# Selection
* START *
In the dialog following a blog (BE vs any-other-BRE-with-JMS), a number of high-level points were discussed. The TIBCO responses are reproduced below for TIBCommunity viewing...
Original points made by Alan:
-. BE takes a co-operative agent approach (for co-operating components and event processing services)
-. BE supports high scalability (for parallelizing applications and eXtreme Transaction Processing)
Comparison with other BREs:
-. Infrastructure for co-operating agents using other BREs needs to be programmed manually (eg shared blackboard). Advantage BE.
- High performance and scalability is offered usually via the app server used by other BREs, and requires additional programming eg for load balancing. Advantage BE (where its automatic by default).
Response to other BRE capabilities
- Note that most BRE's could invoke another rule service (but that is far from sufficient to support an agent-based approach). The point is that the shared distributed memory model (shared Working Memory) is out-of-the-box in BE.
- Other BRE suppliers "both exploring" and "will integrate" implies that this is future for other BREs, but currently included out of the box with BE. Note that it is quite possible that a conventional BRE customer has done a custom integration with a high performance cache or data grid technology (like you thought of doing). Check out their Wall St customers...
Shared Memory
Shared vs Partitioned (working) memory: actually I believe you need both (so the data grid approach used by BE allows for this). For CEP, where scalability to load (/low latency) is required, controlled shared and non-shared distributed memory is a required. The sort of controlled distributed reasoning we tend to need is multiple disparate agents sharing a blackboard model.
* END *
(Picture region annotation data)
* START *
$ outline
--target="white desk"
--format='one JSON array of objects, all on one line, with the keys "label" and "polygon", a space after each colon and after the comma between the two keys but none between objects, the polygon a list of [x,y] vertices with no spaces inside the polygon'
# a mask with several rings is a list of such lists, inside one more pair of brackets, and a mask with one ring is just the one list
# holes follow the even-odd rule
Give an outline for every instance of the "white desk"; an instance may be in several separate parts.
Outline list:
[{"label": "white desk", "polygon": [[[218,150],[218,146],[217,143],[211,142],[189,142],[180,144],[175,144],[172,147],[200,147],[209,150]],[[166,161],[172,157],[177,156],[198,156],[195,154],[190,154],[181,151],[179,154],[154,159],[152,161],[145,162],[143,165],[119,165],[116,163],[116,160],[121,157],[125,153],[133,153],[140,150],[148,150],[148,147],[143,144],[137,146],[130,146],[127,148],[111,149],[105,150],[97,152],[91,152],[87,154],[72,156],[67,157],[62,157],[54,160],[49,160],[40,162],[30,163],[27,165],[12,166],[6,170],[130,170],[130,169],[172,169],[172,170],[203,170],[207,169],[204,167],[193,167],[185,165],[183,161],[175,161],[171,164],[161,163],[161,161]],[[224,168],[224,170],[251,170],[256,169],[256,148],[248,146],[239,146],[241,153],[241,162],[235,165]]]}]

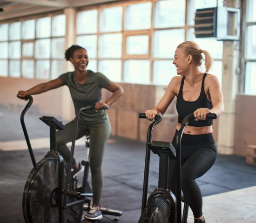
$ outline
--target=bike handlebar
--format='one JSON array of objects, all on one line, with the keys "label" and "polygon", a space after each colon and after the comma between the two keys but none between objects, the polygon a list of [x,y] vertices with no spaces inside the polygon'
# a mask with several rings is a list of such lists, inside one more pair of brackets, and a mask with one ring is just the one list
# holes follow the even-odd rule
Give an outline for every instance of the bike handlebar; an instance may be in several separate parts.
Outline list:
[{"label": "bike handlebar", "polygon": [[[215,113],[209,113],[206,116],[206,118],[210,119],[216,119],[217,118],[217,114]],[[182,125],[187,125],[189,123],[195,119],[195,116],[194,116],[194,113],[191,113],[189,115],[188,115],[186,116],[182,123]]]},{"label": "bike handlebar", "polygon": [[[145,113],[139,113],[139,118],[147,118],[147,116],[146,116],[146,114]],[[159,115],[155,115],[154,121],[157,121],[157,123],[159,123],[162,120],[162,118]]]},{"label": "bike handlebar", "polygon": [[[104,110],[107,110],[109,108],[109,106],[108,105],[104,105],[102,107],[102,109]],[[81,110],[93,110],[95,109],[95,105],[89,105],[87,106],[86,107],[84,107],[80,109]]]}]

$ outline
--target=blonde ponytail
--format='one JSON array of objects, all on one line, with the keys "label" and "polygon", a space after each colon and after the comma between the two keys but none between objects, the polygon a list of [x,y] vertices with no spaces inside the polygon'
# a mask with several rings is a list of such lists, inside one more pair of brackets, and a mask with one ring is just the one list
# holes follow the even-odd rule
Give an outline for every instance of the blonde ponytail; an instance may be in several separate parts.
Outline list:
[{"label": "blonde ponytail", "polygon": [[212,66],[213,60],[208,51],[202,50],[199,46],[192,41],[186,41],[181,43],[177,48],[181,48],[186,56],[191,55],[193,58],[193,63],[196,66],[201,66],[203,59],[202,54],[205,56],[205,72],[207,72]]}]

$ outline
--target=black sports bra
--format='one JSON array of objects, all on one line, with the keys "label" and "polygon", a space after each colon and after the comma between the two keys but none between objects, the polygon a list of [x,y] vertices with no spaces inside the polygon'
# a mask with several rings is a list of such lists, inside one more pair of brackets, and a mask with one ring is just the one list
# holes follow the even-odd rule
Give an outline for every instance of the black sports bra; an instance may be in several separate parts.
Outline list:
[{"label": "black sports bra", "polygon": [[[179,115],[178,122],[181,124],[183,118],[189,114],[193,113],[196,109],[200,108],[207,108],[209,109],[212,108],[212,104],[207,98],[207,96],[204,92],[204,79],[207,74],[205,73],[202,78],[201,91],[199,97],[197,100],[194,101],[185,101],[183,98],[183,85],[185,77],[182,80],[181,87],[179,93],[177,95],[177,102],[176,108]],[[199,120],[198,121],[193,120],[190,122],[188,125],[195,127],[209,126],[212,125],[212,119],[206,119],[205,120]]]}]

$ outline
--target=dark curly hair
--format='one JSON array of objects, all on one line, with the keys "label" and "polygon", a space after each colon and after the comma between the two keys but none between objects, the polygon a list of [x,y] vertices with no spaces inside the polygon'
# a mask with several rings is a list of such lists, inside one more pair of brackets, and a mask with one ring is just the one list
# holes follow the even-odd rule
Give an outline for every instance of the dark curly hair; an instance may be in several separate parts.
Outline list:
[{"label": "dark curly hair", "polygon": [[84,50],[86,50],[84,48],[82,47],[79,45],[72,45],[69,48],[68,48],[66,52],[65,52],[65,59],[66,60],[68,61],[69,60],[69,58],[73,56],[73,53],[74,51],[76,50],[79,49],[83,49]]}]

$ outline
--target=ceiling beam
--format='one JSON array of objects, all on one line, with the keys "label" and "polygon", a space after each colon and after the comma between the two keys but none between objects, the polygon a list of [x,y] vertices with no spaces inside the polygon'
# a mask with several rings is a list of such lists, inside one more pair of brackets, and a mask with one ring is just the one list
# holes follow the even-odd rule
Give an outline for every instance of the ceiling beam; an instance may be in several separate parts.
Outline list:
[{"label": "ceiling beam", "polygon": [[68,0],[57,0],[51,1],[49,0],[5,0],[7,2],[23,3],[34,6],[41,6],[49,7],[63,8],[68,6]]}]

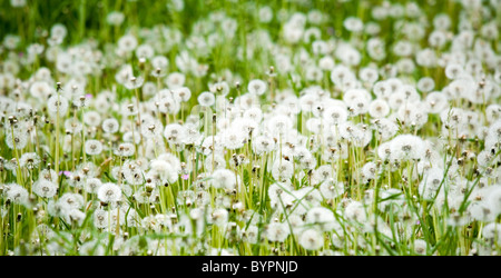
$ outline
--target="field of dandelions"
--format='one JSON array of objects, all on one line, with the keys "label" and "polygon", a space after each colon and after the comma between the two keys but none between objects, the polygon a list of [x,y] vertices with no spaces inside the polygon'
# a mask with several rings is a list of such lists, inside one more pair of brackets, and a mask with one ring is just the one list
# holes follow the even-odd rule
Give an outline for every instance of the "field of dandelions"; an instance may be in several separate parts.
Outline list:
[{"label": "field of dandelions", "polygon": [[0,1],[1,256],[501,251],[501,1]]}]

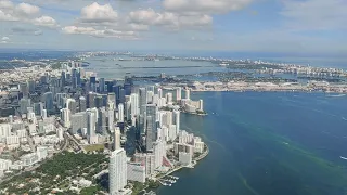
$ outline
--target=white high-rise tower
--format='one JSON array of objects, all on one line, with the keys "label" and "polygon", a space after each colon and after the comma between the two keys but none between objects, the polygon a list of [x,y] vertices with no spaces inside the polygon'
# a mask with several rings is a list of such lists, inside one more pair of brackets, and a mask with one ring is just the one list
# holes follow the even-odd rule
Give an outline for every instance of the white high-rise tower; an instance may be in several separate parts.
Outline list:
[{"label": "white high-rise tower", "polygon": [[117,195],[127,185],[127,155],[124,148],[111,153],[108,165],[110,195]]},{"label": "white high-rise tower", "polygon": [[124,104],[118,104],[118,121],[124,122]]},{"label": "white high-rise tower", "polygon": [[116,127],[115,133],[114,133],[114,150],[117,151],[120,148],[120,129],[119,127]]},{"label": "white high-rise tower", "polygon": [[190,100],[190,99],[191,99],[191,92],[190,92],[190,90],[189,90],[189,89],[185,89],[184,92],[185,92],[185,99],[187,99],[187,100]]},{"label": "white high-rise tower", "polygon": [[176,88],[176,101],[180,101],[182,99],[182,88]]}]

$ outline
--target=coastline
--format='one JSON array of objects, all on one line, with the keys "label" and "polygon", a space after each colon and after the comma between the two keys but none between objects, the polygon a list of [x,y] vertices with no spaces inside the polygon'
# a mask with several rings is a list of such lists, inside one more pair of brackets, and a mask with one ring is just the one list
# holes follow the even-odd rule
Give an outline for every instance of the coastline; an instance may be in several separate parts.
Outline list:
[{"label": "coastline", "polygon": [[[163,179],[163,178],[165,178],[165,177],[168,177],[168,176],[170,176],[170,174],[172,174],[172,173],[175,173],[175,172],[178,172],[178,171],[180,171],[182,168],[194,168],[194,166],[197,164],[197,161],[201,161],[201,160],[203,160],[204,158],[206,158],[207,156],[208,156],[208,154],[209,154],[209,147],[208,147],[208,145],[206,144],[206,143],[204,143],[204,152],[198,156],[198,157],[196,157],[193,161],[193,165],[190,167],[190,166],[179,166],[179,167],[176,167],[175,169],[172,169],[172,170],[169,170],[168,172],[166,172],[165,174],[163,174],[163,176],[159,176],[159,177],[157,177],[157,178],[155,178],[155,182],[158,182],[160,179]],[[142,191],[144,191],[145,193],[151,193],[151,191],[150,192],[146,192],[146,190],[149,188],[150,186],[146,186],[146,187],[144,187],[143,190],[141,190],[141,192]],[[151,188],[151,190],[153,190],[153,188]]]}]

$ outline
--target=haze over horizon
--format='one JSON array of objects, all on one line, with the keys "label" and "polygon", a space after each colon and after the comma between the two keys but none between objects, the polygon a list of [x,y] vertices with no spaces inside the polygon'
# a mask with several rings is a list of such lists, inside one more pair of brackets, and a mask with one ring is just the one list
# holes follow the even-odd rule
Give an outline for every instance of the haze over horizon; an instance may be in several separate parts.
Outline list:
[{"label": "haze over horizon", "polygon": [[1,49],[344,55],[344,0],[0,0]]}]

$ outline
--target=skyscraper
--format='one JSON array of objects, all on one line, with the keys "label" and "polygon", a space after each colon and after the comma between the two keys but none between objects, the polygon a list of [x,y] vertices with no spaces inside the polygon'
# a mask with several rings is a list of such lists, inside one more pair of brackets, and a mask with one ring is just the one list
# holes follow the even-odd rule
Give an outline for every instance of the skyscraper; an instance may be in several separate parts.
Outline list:
[{"label": "skyscraper", "polygon": [[103,99],[100,94],[94,98],[95,107],[100,108],[103,106]]},{"label": "skyscraper", "polygon": [[105,78],[99,79],[99,92],[104,93],[105,92]]},{"label": "skyscraper", "polygon": [[42,114],[42,109],[43,109],[43,104],[42,102],[39,102],[39,103],[34,103],[34,113],[35,115],[37,116],[41,116]]},{"label": "skyscraper", "polygon": [[44,107],[48,113],[54,112],[53,93],[52,92],[46,92],[43,94],[43,102],[44,102]]},{"label": "skyscraper", "polygon": [[127,185],[127,155],[123,148],[111,153],[108,177],[110,195],[117,195]]},{"label": "skyscraper", "polygon": [[36,81],[35,80],[29,80],[28,81],[28,87],[29,87],[29,93],[34,93],[35,92],[35,88],[36,88]]},{"label": "skyscraper", "polygon": [[115,93],[108,93],[107,94],[107,102],[113,102],[113,105],[116,106],[116,94]]},{"label": "skyscraper", "polygon": [[107,133],[107,115],[105,107],[99,108],[98,132],[101,134]]},{"label": "skyscraper", "polygon": [[147,92],[145,88],[139,88],[139,107],[140,107],[140,115],[145,113],[145,106],[147,104]]},{"label": "skyscraper", "polygon": [[114,131],[115,110],[113,108],[107,109],[107,127],[111,132]]},{"label": "skyscraper", "polygon": [[157,139],[156,105],[146,105],[146,151],[153,150],[153,142]]},{"label": "skyscraper", "polygon": [[91,110],[87,110],[87,138],[90,144],[95,138],[95,114]]},{"label": "skyscraper", "polygon": [[124,122],[124,104],[118,104],[118,121]]},{"label": "skyscraper", "polygon": [[166,144],[163,140],[153,143],[154,167],[158,168],[163,165],[163,158],[166,156]]},{"label": "skyscraper", "polygon": [[187,100],[190,100],[190,99],[191,99],[191,92],[190,92],[190,90],[189,90],[189,89],[185,89],[184,92],[185,92],[185,99],[187,99]]},{"label": "skyscraper", "polygon": [[88,95],[87,95],[87,107],[88,108],[93,108],[95,107],[95,99],[97,96],[97,93],[93,93],[93,92],[89,92]]},{"label": "skyscraper", "polygon": [[20,100],[20,109],[21,114],[27,114],[27,108],[30,107],[30,99],[21,99]]},{"label": "skyscraper", "polygon": [[116,127],[113,138],[113,148],[115,151],[120,148],[120,129],[119,127]]},{"label": "skyscraper", "polygon": [[62,72],[61,74],[61,87],[64,88],[65,87],[65,83],[66,83],[66,75],[65,75],[65,72]]},{"label": "skyscraper", "polygon": [[72,112],[72,114],[75,114],[77,112],[77,103],[75,99],[66,100],[66,108],[68,108]]},{"label": "skyscraper", "polygon": [[180,101],[182,99],[182,88],[176,88],[176,101]]},{"label": "skyscraper", "polygon": [[26,82],[20,83],[20,90],[21,90],[24,98],[29,96],[29,89],[28,89],[28,84]]},{"label": "skyscraper", "polygon": [[61,119],[63,121],[63,125],[65,128],[69,128],[70,127],[70,110],[68,108],[62,108],[61,109]]},{"label": "skyscraper", "polygon": [[176,125],[176,135],[180,130],[180,110],[174,110],[174,123]]},{"label": "skyscraper", "polygon": [[87,109],[87,100],[85,96],[79,98],[79,112],[85,112]]},{"label": "skyscraper", "polygon": [[132,93],[130,95],[130,102],[131,102],[131,117],[134,117],[139,114],[139,95],[136,93]]}]

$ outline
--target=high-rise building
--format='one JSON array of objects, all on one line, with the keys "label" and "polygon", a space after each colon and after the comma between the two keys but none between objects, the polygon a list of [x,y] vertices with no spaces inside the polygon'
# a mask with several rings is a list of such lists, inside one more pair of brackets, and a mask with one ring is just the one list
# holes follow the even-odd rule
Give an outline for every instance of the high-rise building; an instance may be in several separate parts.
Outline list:
[{"label": "high-rise building", "polygon": [[118,121],[124,122],[124,104],[118,104]]},{"label": "high-rise building", "polygon": [[41,114],[42,118],[47,118],[47,109],[42,109],[42,114]]},{"label": "high-rise building", "polygon": [[159,99],[163,98],[163,90],[162,90],[162,88],[158,88],[158,95],[159,95]]},{"label": "high-rise building", "polygon": [[134,117],[139,114],[139,95],[136,93],[132,93],[130,95],[130,102],[131,102],[131,117]]},{"label": "high-rise building", "polygon": [[89,78],[89,89],[93,92],[97,92],[97,77],[90,76]]},{"label": "high-rise building", "polygon": [[[115,93],[108,93],[107,94],[107,103],[112,102],[114,106],[116,106],[116,94]],[[114,107],[115,108],[115,107]]]},{"label": "high-rise building", "polygon": [[99,118],[98,118],[98,132],[101,134],[107,133],[107,115],[108,112],[106,112],[105,107],[99,108]]},{"label": "high-rise building", "polygon": [[34,113],[35,115],[37,116],[41,116],[42,114],[42,110],[43,110],[43,104],[42,102],[39,102],[39,103],[34,103]]},{"label": "high-rise building", "polygon": [[95,99],[97,96],[97,93],[93,93],[93,92],[89,92],[88,95],[87,95],[87,107],[88,108],[93,108],[95,107]]},{"label": "high-rise building", "polygon": [[61,87],[64,88],[65,87],[65,83],[66,83],[66,75],[65,75],[65,72],[62,72],[61,74]]},{"label": "high-rise building", "polygon": [[27,114],[27,108],[30,107],[30,99],[21,99],[20,100],[20,110],[21,114]]},{"label": "high-rise building", "polygon": [[57,104],[57,108],[64,108],[66,103],[67,94],[66,93],[56,93],[55,100]]},{"label": "high-rise building", "polygon": [[53,93],[52,92],[46,92],[43,94],[43,102],[44,102],[44,107],[48,113],[54,112]]},{"label": "high-rise building", "polygon": [[103,99],[100,94],[94,98],[95,107],[101,108],[103,106]]},{"label": "high-rise building", "polygon": [[107,109],[107,127],[108,131],[113,132],[114,131],[114,121],[115,121],[115,110],[108,108]]},{"label": "high-rise building", "polygon": [[139,104],[138,107],[140,108],[140,115],[145,113],[145,106],[147,104],[147,92],[145,88],[139,88]]},{"label": "high-rise building", "polygon": [[111,153],[108,165],[110,195],[117,195],[127,185],[127,155],[123,148]]},{"label": "high-rise building", "polygon": [[146,151],[153,150],[153,136],[155,134],[153,129],[153,119],[152,116],[146,116],[146,122],[145,122],[145,148]]},{"label": "high-rise building", "polygon": [[172,104],[172,93],[166,93],[165,96],[167,104]]},{"label": "high-rise building", "polygon": [[65,128],[69,128],[70,127],[70,110],[68,108],[62,108],[61,109],[61,119],[63,121],[63,125]]},{"label": "high-rise building", "polygon": [[75,99],[66,100],[66,108],[68,108],[72,112],[72,114],[75,114],[77,112],[77,103]]},{"label": "high-rise building", "polygon": [[87,100],[85,96],[79,98],[79,112],[86,112],[87,109]]},{"label": "high-rise building", "polygon": [[176,125],[176,135],[179,133],[180,131],[180,110],[174,110],[174,123]]},{"label": "high-rise building", "polygon": [[113,148],[115,151],[120,148],[120,129],[119,127],[116,127],[113,138]]},{"label": "high-rise building", "polygon": [[147,91],[147,104],[152,104],[153,103],[153,95],[154,95],[154,92],[153,91]]},{"label": "high-rise building", "polygon": [[28,81],[28,87],[29,87],[29,93],[35,93],[36,81],[35,80],[29,80]]},{"label": "high-rise building", "polygon": [[87,109],[87,138],[89,143],[93,143],[95,138],[95,114]]},{"label": "high-rise building", "polygon": [[185,99],[187,99],[187,100],[190,100],[190,99],[191,99],[191,92],[190,92],[190,90],[189,90],[189,89],[185,89],[184,92],[185,92]]},{"label": "high-rise building", "polygon": [[29,96],[29,89],[28,89],[28,84],[26,82],[20,83],[20,90],[21,90],[24,98]]},{"label": "high-rise building", "polygon": [[80,112],[72,115],[70,133],[80,133],[83,128],[87,128],[87,113]]},{"label": "high-rise building", "polygon": [[104,93],[105,92],[105,78],[99,79],[99,92]]},{"label": "high-rise building", "polygon": [[146,105],[146,150],[153,150],[153,142],[157,139],[157,127],[156,127],[156,113],[157,107],[154,104]]},{"label": "high-rise building", "polygon": [[131,102],[127,101],[125,105],[125,117],[129,120],[131,118]]},{"label": "high-rise building", "polygon": [[125,90],[125,95],[130,95],[131,94],[131,83],[125,82],[124,90]]},{"label": "high-rise building", "polygon": [[153,142],[154,167],[158,168],[163,165],[163,158],[166,157],[166,144],[163,140]]},{"label": "high-rise building", "polygon": [[182,88],[178,87],[176,88],[176,101],[182,100]]},{"label": "high-rise building", "polygon": [[154,86],[147,86],[147,87],[146,87],[146,90],[147,90],[147,91],[153,91],[153,92],[154,92]]}]

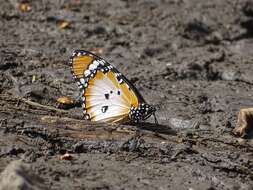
* END *
# Problem set
1: Translate this sentence from the BE comparison post into Spanish: "The point is that the shared distributed memory model (shared Working Memory) is out-of-the-box in BE."
2: Rewrite the BE comparison post between "- Other BRE" and "a blackboard model.", inclusive, putting "distributed cache" wherever "data grid" appears.
3: Summarize the BE comparison post in two sentences.
You can leave the lines aside, since nothing here depends on them.

# Task solutions
1: La cuestión es que el modelo de memoria distribuida compartida (memoria de trabajo compartida) viene incluido de serie en BE.

2:
- Other BRE suppliers "both exploring" and "will integrate" implies that this is future for other BREs, but currently included out of the box with BE. Note that it is quite possible that a conventional BRE customer has done a custom integration with a high performance cache or distributed cache technology (like you thought of doing). Check out their Wall St customers...
Shared Memory
Shared vs Partitioned (working) memory: actually I believe you need both (so the distributed cache approach used by BE allows for this). For CEP, where scalability to load (/low latency) is required, controlled shared and non-shared distributed memory is a required. The sort of controlled distributed reasoning we tend to need is multiple disparate agents sharing a blackboard model.

3: The post argues that BE provides a co-operative agent approach with shared distributed memory and high scalability out of the box, while other BREs need agent infrastructure programmed manually and rely on the app server plus extra work such as load balancing for performance. It adds that such integration appears to be future work for other BREs, and that CEP needs both controlled shared and non-shared distributed memory, which the data grid approach used by BE allows.